:: PROVIDED PASSAGE ::
☆ ☆ ☆ ☆ ☆ ☆ ☆
Erin Trieb, T. Anthony Pollner Professor, Spring 2024

erin-trieb.jpgErin Grace Trieb is an award-winning photojournalist focusing on geopolitical conflict, humanitarian issues, and cultures around the world. Erin has spent almost two decades as a photojournalist and documentary photographer covering conflict and world events in Israel, Iraq, Afghanistan, Syria and Ukraine. She has also covered major domestic news stories such as the Black Lives Matter protests following the death of George Floyd, Covid-19 hotspots and devastating hurricanes in Texas and Louisiana. Her photography spans a diversity of subject matter from international news to social issue-driven topics like trauma and women’s rights.

She photographs regularly for National Geographic, The New York Times, TIME Magazine, Rolling Stone, ESPN Magazine, Smithsonian Magazine and many others. Erin’s work has received international recognition and awards from World Press Photo, Pictures of The Year International, The Art Director's Club, the Magenta Foundation, and American Photography. In 2007 she was the youngest photographer to receive a World Press Photo award for her coverage of Kinky Friedman’s gubernatorial race in Texas. Her documentary work of U.S. military medics in Afghanistan won her an award from Pictures of the Year International in 2010. She was the youngest recipient to receive the distinguished Alumni Award in 2014 from her Alma Mater, Texas A&M University-Commerce. In 2017 she was named a Female Icon of Adventure by Outside Magazine, and in 2020 the Briscoe Center for American History at the University of Texas invited Erin as the youngest photographer to contribute her archive to the Briscoe’s permanent photography collection.

Erin’s photography has exhibited at The Annenberg Space for Photography in Los Angeles, The United Nations headquarters in New York, the Visa Pour L’Image Festival in Perpignan, France, The Houston Center of Photography in Texas, and the Bronx Documentary Center in New York. Her work from the U.S.-led war in Afghanistan was included in “War/Photography: Images of Armed Conflict and Its Aftermath” at the Museum of Fine Arts, Houston, which toured nationally throughout 2012, and is now included in the museum’s permanent collection.
☆ ☆ ☆ ☆ ☆ ☆ ☆
(Saved entries)
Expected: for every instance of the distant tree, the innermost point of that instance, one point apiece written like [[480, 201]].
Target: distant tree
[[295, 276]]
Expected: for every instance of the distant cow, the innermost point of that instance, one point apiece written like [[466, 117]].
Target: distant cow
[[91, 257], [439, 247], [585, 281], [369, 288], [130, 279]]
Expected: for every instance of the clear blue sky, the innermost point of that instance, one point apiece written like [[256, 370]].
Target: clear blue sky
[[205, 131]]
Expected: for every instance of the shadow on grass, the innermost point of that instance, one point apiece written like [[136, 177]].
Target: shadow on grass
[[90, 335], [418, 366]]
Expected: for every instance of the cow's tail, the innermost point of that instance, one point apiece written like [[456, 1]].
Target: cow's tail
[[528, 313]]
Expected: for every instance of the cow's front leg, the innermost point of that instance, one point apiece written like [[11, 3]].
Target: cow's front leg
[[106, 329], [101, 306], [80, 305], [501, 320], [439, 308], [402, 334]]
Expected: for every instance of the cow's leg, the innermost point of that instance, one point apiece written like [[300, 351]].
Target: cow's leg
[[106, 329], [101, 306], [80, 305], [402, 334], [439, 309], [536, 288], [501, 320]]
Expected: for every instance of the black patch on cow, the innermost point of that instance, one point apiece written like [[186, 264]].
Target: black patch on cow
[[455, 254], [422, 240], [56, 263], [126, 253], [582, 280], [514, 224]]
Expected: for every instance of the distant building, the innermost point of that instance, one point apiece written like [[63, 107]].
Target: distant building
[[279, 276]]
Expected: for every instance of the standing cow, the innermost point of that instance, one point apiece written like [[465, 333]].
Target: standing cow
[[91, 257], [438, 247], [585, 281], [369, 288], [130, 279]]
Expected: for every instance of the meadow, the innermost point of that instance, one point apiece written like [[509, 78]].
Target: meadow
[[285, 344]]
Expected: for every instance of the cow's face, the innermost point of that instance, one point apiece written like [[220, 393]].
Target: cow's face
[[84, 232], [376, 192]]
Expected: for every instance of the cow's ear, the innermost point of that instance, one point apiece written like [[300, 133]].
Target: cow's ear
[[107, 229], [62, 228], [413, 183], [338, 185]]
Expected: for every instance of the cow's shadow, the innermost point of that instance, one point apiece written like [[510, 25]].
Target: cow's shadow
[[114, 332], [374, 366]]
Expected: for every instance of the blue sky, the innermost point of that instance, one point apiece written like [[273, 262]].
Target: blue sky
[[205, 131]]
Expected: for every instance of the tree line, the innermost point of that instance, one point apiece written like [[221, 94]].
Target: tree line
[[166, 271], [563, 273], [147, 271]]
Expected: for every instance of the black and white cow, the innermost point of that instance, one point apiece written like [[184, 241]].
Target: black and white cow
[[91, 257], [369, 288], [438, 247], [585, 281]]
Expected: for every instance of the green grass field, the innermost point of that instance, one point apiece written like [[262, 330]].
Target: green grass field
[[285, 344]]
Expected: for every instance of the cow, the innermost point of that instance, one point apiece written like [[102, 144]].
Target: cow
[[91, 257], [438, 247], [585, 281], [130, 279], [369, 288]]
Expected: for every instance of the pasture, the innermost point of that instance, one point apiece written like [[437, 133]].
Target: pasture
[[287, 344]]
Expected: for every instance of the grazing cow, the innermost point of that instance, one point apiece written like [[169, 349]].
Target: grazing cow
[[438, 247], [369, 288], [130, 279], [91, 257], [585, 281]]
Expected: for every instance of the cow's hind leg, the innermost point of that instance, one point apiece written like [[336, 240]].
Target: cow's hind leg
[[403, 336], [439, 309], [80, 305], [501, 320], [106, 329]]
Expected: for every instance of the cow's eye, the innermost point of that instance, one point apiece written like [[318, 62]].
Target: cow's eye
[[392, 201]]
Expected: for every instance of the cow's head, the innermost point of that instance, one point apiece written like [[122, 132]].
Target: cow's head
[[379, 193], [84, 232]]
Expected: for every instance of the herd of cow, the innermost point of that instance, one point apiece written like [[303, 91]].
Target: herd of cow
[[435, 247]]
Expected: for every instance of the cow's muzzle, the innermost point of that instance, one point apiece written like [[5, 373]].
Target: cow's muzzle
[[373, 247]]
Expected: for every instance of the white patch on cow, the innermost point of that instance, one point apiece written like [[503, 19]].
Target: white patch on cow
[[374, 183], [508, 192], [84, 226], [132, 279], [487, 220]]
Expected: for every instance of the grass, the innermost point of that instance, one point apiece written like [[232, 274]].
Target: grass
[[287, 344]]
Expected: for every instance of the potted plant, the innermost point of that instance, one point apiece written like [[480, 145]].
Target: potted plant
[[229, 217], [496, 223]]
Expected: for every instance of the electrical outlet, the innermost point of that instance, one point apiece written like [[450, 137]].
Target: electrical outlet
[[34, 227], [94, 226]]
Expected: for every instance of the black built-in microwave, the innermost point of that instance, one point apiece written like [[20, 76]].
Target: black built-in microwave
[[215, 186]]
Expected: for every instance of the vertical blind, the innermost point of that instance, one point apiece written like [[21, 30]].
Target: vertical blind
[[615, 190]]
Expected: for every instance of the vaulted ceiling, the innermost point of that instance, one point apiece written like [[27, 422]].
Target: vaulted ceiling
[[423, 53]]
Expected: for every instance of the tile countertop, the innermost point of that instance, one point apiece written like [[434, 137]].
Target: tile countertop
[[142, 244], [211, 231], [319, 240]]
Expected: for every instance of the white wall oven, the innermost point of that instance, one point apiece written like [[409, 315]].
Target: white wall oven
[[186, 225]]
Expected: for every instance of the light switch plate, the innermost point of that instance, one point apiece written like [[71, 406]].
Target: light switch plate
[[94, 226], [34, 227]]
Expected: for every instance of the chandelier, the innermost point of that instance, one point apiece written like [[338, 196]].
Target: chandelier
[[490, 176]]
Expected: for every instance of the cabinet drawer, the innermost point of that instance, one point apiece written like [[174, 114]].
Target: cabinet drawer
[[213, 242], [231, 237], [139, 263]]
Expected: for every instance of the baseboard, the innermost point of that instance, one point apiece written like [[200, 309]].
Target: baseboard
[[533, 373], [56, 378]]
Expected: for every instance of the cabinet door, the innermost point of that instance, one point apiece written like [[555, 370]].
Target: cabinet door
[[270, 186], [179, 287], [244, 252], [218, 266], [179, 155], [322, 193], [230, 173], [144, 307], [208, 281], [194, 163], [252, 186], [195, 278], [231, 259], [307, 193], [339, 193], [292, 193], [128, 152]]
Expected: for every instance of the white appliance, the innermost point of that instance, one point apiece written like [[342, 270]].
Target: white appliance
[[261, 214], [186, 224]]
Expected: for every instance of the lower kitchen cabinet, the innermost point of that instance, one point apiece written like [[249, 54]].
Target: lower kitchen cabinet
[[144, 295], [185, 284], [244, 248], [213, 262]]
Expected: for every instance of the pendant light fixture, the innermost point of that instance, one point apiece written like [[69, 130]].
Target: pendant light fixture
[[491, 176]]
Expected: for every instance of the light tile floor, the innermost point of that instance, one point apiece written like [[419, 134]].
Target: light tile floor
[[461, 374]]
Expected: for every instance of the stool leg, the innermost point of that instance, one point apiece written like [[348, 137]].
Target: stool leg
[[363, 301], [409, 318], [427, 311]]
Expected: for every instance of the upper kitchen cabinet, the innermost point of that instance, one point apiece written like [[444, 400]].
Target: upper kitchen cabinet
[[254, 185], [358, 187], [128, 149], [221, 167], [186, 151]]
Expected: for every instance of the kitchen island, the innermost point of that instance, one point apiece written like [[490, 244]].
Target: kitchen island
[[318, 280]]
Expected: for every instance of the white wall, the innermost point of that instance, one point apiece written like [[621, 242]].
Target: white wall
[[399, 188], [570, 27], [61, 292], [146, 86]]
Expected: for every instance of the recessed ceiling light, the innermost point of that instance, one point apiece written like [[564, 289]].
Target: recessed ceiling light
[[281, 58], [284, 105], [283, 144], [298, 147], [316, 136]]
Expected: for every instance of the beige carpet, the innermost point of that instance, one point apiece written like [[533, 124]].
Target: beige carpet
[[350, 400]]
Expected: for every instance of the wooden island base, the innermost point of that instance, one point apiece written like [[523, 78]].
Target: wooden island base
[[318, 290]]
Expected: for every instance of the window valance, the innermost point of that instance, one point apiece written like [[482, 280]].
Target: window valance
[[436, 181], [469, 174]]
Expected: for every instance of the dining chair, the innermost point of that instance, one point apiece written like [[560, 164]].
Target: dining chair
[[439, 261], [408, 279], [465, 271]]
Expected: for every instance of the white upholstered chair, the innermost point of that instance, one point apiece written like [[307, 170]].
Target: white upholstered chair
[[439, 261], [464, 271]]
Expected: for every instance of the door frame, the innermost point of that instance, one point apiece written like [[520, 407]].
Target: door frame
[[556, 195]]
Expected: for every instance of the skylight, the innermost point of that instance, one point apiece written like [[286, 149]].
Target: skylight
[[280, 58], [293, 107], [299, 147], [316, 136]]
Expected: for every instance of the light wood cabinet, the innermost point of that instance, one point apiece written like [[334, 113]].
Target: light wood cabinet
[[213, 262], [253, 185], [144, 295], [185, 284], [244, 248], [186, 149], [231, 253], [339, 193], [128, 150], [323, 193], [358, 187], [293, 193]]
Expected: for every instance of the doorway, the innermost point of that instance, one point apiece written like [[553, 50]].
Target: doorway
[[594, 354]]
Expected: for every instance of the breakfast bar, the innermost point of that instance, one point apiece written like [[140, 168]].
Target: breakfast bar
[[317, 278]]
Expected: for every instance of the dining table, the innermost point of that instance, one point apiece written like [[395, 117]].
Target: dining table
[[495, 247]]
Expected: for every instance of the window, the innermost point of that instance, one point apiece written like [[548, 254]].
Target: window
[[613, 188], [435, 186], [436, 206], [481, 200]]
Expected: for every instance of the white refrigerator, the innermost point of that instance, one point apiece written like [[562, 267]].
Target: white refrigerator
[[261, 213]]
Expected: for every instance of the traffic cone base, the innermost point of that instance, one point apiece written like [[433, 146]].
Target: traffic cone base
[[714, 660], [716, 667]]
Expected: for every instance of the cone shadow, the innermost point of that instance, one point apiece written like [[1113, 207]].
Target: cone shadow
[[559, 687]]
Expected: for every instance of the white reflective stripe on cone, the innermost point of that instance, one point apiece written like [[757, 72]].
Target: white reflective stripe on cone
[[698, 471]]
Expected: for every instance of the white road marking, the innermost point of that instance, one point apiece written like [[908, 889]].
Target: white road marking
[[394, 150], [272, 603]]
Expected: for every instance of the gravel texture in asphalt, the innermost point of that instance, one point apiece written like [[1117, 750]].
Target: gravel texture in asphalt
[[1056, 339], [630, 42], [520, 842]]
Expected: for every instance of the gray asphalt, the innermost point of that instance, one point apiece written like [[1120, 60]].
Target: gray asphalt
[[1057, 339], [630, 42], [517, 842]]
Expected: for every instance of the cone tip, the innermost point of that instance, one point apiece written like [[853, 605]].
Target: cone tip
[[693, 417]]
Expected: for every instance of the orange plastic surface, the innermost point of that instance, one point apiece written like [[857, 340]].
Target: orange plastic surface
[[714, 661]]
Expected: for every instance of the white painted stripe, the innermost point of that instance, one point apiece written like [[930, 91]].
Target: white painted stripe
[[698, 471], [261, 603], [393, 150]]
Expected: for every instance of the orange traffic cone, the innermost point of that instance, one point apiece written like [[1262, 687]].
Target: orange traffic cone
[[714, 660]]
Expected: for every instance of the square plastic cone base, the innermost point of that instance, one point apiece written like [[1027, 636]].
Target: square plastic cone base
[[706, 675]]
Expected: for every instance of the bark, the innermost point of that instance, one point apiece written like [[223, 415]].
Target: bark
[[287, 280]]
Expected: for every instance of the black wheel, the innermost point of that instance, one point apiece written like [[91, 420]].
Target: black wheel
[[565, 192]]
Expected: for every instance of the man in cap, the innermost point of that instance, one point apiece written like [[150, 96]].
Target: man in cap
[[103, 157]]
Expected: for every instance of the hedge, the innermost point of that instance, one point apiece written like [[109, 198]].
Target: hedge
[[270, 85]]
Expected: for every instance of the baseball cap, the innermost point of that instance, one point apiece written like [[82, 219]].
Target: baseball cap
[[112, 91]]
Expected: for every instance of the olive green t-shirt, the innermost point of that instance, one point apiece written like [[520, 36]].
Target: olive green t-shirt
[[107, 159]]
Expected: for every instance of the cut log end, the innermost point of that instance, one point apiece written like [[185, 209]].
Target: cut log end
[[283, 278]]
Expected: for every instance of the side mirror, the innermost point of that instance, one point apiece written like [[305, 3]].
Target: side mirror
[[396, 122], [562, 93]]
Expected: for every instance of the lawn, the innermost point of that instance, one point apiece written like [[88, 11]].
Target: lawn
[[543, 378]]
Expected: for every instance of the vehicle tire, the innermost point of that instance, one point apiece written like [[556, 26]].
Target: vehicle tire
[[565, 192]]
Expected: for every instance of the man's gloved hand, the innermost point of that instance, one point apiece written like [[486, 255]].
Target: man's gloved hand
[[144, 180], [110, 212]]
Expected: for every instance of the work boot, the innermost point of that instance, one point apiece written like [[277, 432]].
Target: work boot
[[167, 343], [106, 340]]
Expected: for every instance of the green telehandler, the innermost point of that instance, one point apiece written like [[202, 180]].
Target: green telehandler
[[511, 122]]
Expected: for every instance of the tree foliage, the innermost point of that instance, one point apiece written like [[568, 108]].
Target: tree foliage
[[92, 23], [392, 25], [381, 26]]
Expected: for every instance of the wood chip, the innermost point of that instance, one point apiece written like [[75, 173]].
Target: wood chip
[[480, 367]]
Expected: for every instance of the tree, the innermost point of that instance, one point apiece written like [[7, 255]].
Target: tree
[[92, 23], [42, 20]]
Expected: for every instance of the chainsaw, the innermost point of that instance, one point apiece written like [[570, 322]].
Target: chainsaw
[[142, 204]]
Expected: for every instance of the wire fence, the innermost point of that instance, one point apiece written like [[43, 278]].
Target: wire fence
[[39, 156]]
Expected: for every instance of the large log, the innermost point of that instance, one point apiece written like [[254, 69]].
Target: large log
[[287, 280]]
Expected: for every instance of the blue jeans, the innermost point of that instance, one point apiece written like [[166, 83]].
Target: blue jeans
☆ ☆ ☆ ☆ ☆ ☆ ☆
:: WHAT IS EXPECTED ::
Write out the entire profile of Erin Trieb word for word. The listing was taken from a separate source.

:: RESULT FOR THIS EXERCISE ::
Erin Trieb, T. Anthony Pollner Professor, Spring 2024

erin-trieb.jpgErin Grace Trieb is an award-winning photojournalist focusing on geopolitical conflict, humanitarian issues, and cultures around the world. Erin has spent almost two decades as a photojournalist and documentary photographer covering conflict and world events in Israel, Iraq, Afghanistan, Syria and Ukraine. She has also covered major domestic news stories such as the Black Lives Matter protests following the death of George Floyd, Covid-19 hotspots and devastating hurricanes in Texas and Louisiana. Her photography spans a diversity of subject matter from international news to social issue-driven topics like trauma and women’s rights.

She photographs regularly for National Geographic, The New York Times, TIME Magazine, Rolling Stone, ESPN Magazine, Smithsonian Magazine and many others. Erin’s work has received international recognition and awards from World Press Photo, Pictures of The Year International, The Art Director's Club, the Magenta Foundation, and American Photography. In 2007 she was the youngest photographer to receive a World Press Photo award for her coverage of Kinky Friedman’s gubernatorial race in Texas. Her documentary work of U.S. military medics in Afghanistan won her an award from Pictures of the Year International in 2010. She was the youngest recipient to receive the distinguished Alumni Award in 2014 from her Alma Mater, Texas A&M University-Commerce. In 2017 she was named a Female Icon of Adventure by Outside Magazine, and in 2020 the Briscoe Center for American History at the University of Texas invited Erin as the youngest photographer to contribute her archive to the Briscoe’s permanent photography collection.

Erin’s photography has exhibited at The Annenberg Space for Photography in Los Angeles, The United Nations headquarters in New York, the Visa Pour L’Image Festival in Perpignan, France, The Houston Center of Photography in Texas, and the Bronx Documentary Center in New York. Her work from the U.S.-led war in Afghanistan was included in “War/Photography: Images of Armed Conflict and Its Aftermath” at the Museum of Fine Arts, Houston, which toured nationally throughout 2012, and is now included in the museum’s permanent collection.